* **EXCERPT TO READ**:
Why data curation can make or break large language models

This audio is auto-generated. Please let us know if you have feedback.

Editor’s note: The following is a guest post from Noah Pruzek, head of technology services, engineering at Thomson Reuters.

Did you know pumpkins are taxed differently if they’re being used to decorate your house for Halloween, fill your pie at Thanksgiving or flavor your latte? Little details like that, found all over global tax codes and legal systems, are subtleties that can throw AI-powered research tools for a loop if they are not trained on the right datasets.

Programming that level of detail into AI is not as simple as setting a mass market large language model loose on the tax code. It requires a level of data curation and data stewardship that few businesses have even thought about, let alone implemented.

Before an AI-powered tax research tool can pinpoint the right tax for the right product in the right context, it must first be able to ingest a wide assortment of local tax codes, guidance from standards boards, regulatory filings, legal interpretations and more.

To get that largely unstructured and constantly changing data to the place where it can be codified, processed and updated in real-time, it must go through a rigorous architecture process.

Specialization is key

Too often, companies test-driving new generative AI solutions that rely on generic LLMs can’t get the level of nuance and deep domain expertise needed to parse things like context-based taxes on pumpkins, complex legal precedent, or hyperlocal compliance requirements.

While publicly available LLMs like GPT-4, Llama and Mistral are amazing resources for quickly scouring publicly available datasets and returning detailed insights, they don’t come out of the box fine-tuned for professional-grade work.

That’s why Gartner recently projected a major evolution away from general purpose LLMs over the next several years. In fact, they predict that some 50% of the generative AI models that enterprises use will be specific to either their industry or business function by 2027. That’s up from just 1% in 2023.

* **INPUT DATA**:
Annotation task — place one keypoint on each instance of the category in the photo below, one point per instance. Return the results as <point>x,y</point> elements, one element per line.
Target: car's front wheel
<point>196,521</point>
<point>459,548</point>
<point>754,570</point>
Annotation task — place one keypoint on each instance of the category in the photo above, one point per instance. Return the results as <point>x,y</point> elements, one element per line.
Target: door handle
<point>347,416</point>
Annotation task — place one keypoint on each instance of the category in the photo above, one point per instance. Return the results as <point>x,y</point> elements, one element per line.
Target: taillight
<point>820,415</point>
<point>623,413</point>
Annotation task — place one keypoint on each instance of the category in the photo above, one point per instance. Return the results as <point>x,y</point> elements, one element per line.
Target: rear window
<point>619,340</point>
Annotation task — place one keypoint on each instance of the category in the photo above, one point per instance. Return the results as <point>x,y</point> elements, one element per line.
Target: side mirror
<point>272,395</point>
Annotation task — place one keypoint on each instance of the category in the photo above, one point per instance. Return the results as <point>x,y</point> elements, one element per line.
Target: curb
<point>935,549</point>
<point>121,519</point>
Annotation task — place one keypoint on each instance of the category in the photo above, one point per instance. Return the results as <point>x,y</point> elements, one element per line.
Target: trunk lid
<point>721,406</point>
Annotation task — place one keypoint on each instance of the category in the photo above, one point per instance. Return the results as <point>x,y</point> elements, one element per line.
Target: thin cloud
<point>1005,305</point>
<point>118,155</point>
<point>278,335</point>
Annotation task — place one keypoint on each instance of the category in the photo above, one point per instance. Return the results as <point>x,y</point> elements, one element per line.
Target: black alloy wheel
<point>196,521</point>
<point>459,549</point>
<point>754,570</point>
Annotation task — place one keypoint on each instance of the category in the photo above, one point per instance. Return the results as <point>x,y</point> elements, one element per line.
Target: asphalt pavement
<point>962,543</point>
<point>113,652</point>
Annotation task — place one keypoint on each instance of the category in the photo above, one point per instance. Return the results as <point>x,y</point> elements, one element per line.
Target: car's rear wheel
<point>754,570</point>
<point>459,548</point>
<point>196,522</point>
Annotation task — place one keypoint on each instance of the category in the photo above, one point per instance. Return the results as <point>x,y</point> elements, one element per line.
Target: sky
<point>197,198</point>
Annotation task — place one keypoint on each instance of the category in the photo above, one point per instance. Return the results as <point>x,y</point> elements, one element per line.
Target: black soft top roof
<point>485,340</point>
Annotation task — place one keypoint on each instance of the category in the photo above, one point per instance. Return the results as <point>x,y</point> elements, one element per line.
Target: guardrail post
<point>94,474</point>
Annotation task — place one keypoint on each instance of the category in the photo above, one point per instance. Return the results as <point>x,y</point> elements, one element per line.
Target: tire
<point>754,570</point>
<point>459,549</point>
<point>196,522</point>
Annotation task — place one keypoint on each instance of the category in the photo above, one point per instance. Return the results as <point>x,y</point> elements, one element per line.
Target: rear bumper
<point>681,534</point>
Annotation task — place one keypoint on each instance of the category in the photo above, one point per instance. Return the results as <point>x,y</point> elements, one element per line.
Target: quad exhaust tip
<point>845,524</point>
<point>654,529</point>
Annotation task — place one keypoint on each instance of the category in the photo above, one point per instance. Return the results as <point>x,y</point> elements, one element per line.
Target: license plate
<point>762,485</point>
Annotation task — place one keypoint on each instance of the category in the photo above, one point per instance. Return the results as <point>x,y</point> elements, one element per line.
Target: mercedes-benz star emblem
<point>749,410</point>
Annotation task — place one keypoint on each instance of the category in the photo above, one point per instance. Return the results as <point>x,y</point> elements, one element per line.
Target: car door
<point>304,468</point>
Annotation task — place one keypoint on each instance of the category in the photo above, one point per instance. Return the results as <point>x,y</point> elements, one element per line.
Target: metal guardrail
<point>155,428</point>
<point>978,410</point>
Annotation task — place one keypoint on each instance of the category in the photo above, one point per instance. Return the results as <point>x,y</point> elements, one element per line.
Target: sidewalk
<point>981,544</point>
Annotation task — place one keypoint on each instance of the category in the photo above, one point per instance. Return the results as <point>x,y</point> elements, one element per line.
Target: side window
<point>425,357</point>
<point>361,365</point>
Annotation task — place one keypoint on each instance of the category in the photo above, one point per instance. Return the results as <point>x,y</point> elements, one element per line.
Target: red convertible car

* **WHAT THE EXERCISE ASKS**: Extend the article on data curation for large language models, starting right after its last sentence about Gartner's prediction.

* **ANSWER FOR THE TASK**:
To truly understand the difference between general purpose LLMs and more specialized business solutions, it’s important to look more closely at the data inputs that make outputs possible – and the rigorous engineering work that goes into making data usable.

To produce an accurate search result or summarization of key issues in the U.S. tax code, for example, AI tools need to draw upon thousands of unique sources.

This includes documents from across the courts system, federal tax code documents, local and hyperlocal tax codes as well as analysis and guidance from legal scholars and news coverage to name a few – all of which is changing all the time.

And that’s just the data acquisition phase.

To make that data useful, it needs to be integrated, standardized and organized from a ragtag assortment of unstructured PDFs, spreadsheets, policy memos, head notes, scans, video, audio and countless other formats into a data architecture that can be ingested by an LLM.

The human factor

Getting that raw data to a place where it can be used to power a generative AI solution requires two fundamental steps that are not typically a part of the development process for mass market LLMs.

The first is called grounding — the process through which an LLM is augmented with use-case specific information that is not part of the embedded core knowledge of the LLM. The most popular technique for doing this is called retrieval augmented generation, or RAG.

This step is akin to the knowledge leap a person makes when they go from a college degree to graduating law school. Developers must have all of the specialized data and the domain expertise to organize it in such a way that the eventual outputs will be useful to end-user professionals.

Then comes the second critical component to developing professional-grade LLMs: human experts. No amount of computing power or innovation will ever replace human subject matter experts, who are central to creating industry-specific LLMs.

The future of generative AI

One of the first major headlines that launched the generative AI revolution two years ago was ChatGPT passing the bar exam. Ever since, there has been a slightly over-simplified view of generative AI as an all-powerful technology capable of disintermediating human expertise.

In fact, the underlying technology that made it possible for AI to excel in a structured environment like a standardized test is a massive breakthrough that will change the way we think about technology forever. But it was just the foundation.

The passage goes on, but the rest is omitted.